What to produce
In the listing below, tally the lines that hold "dune" and report that number by itself.

Data for this exercise
• • •

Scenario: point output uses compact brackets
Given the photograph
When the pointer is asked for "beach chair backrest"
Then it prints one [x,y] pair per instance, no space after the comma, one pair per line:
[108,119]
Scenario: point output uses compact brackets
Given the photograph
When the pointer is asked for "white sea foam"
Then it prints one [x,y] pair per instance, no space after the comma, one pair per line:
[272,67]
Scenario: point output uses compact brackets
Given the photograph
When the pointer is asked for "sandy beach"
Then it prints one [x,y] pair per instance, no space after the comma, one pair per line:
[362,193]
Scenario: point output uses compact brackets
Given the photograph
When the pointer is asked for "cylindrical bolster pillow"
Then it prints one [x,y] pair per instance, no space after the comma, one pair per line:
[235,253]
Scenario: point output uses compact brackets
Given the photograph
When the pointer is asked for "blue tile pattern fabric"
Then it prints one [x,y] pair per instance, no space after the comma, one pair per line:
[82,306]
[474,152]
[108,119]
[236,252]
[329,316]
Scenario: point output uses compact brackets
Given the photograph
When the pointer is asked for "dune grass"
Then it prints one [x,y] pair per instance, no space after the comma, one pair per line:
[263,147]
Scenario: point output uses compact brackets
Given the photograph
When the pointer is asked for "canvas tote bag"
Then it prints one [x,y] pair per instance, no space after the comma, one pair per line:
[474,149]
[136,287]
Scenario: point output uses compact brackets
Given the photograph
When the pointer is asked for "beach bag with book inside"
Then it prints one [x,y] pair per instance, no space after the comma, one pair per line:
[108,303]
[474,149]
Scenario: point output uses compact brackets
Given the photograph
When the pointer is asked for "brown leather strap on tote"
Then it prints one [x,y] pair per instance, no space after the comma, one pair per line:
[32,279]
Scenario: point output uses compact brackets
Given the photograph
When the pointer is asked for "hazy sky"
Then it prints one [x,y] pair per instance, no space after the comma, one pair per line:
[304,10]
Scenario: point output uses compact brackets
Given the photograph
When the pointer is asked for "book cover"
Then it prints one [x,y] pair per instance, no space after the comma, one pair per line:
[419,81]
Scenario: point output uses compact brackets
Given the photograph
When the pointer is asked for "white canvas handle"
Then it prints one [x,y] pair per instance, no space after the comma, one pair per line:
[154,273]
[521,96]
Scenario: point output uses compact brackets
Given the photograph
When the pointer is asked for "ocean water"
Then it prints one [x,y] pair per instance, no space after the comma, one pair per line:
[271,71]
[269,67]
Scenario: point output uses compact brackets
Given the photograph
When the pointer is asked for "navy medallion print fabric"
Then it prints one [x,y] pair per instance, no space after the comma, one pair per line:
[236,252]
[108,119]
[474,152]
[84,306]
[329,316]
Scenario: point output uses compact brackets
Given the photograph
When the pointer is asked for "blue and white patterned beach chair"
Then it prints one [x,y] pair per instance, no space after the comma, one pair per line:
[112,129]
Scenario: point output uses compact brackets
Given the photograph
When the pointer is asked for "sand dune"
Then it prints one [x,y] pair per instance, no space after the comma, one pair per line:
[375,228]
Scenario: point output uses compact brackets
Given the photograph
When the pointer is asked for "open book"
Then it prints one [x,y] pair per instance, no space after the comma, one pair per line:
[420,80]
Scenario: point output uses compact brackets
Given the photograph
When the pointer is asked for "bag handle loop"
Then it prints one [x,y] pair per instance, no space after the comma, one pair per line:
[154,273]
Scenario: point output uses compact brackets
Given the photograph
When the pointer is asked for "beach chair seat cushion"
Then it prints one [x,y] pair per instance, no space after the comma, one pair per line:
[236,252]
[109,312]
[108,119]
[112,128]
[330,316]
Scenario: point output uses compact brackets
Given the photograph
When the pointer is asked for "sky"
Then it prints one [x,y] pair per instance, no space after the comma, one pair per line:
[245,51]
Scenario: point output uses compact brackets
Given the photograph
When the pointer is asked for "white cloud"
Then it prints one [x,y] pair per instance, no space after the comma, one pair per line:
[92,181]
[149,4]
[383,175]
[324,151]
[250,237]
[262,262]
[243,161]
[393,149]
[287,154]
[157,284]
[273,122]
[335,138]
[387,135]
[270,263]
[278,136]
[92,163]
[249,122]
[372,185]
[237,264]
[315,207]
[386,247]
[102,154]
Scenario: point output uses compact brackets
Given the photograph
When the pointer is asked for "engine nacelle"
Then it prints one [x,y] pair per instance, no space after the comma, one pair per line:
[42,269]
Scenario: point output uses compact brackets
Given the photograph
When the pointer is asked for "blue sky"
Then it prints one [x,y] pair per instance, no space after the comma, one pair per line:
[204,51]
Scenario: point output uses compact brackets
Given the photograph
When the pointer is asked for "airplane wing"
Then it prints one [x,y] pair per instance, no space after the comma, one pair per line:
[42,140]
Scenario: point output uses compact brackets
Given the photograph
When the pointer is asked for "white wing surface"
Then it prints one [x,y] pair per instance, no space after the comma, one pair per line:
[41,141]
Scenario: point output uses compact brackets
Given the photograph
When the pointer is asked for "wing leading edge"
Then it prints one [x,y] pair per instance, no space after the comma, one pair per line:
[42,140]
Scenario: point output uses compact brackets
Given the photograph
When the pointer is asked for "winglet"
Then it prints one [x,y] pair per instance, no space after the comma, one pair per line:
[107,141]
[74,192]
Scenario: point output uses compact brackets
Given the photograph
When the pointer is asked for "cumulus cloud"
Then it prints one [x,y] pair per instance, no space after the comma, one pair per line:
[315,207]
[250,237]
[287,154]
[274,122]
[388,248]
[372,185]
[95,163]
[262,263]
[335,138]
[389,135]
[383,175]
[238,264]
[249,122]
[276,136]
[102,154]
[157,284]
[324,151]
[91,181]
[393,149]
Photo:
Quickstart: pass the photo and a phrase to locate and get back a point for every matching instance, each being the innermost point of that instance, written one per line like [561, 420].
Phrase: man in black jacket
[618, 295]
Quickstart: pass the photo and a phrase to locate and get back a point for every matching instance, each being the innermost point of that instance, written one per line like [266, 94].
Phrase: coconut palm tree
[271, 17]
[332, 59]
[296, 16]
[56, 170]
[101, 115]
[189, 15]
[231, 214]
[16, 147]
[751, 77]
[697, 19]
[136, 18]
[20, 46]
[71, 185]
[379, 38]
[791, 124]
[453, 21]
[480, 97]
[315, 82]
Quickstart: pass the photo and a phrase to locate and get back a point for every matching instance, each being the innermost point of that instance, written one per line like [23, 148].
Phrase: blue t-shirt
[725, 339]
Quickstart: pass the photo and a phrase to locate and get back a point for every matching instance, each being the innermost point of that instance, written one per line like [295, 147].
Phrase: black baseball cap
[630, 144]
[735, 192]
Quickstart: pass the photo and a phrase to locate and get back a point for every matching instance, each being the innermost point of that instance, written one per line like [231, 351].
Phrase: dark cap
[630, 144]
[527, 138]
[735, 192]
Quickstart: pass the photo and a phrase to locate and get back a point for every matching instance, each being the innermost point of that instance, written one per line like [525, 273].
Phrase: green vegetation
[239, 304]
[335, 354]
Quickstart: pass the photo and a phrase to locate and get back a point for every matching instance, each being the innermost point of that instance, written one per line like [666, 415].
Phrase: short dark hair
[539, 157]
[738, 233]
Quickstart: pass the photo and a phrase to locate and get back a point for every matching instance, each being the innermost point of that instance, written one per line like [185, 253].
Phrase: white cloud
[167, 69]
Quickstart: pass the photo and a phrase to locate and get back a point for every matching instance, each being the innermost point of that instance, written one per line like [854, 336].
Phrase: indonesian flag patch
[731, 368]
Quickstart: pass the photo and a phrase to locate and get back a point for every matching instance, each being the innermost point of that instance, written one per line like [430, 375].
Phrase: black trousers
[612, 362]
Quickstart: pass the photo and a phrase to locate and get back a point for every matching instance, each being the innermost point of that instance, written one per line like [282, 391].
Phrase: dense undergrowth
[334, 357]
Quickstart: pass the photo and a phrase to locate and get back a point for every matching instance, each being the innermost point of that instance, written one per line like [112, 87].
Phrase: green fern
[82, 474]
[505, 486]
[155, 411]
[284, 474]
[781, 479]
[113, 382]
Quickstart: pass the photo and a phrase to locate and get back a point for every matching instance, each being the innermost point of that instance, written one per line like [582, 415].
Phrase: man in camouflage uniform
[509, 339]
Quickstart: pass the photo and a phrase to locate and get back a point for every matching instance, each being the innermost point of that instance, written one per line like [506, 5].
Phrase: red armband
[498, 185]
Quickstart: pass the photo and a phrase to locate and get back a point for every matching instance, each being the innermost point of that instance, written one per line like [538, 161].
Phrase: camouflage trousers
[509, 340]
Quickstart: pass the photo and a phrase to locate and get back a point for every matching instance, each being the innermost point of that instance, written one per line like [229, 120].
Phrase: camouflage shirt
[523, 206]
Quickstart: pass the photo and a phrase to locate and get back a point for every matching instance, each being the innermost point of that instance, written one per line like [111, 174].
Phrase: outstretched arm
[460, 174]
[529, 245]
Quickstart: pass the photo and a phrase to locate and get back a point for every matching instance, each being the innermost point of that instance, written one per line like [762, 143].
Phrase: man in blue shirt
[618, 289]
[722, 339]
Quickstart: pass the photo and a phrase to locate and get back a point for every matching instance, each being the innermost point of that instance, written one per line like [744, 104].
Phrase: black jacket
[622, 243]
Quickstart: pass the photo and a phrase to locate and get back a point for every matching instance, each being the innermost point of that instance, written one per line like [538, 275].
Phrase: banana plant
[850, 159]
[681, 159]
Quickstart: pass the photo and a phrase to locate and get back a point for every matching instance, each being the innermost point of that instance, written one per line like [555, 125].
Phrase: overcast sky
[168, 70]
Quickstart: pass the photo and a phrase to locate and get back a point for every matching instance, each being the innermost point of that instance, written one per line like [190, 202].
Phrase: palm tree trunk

• • •

Expected answer
2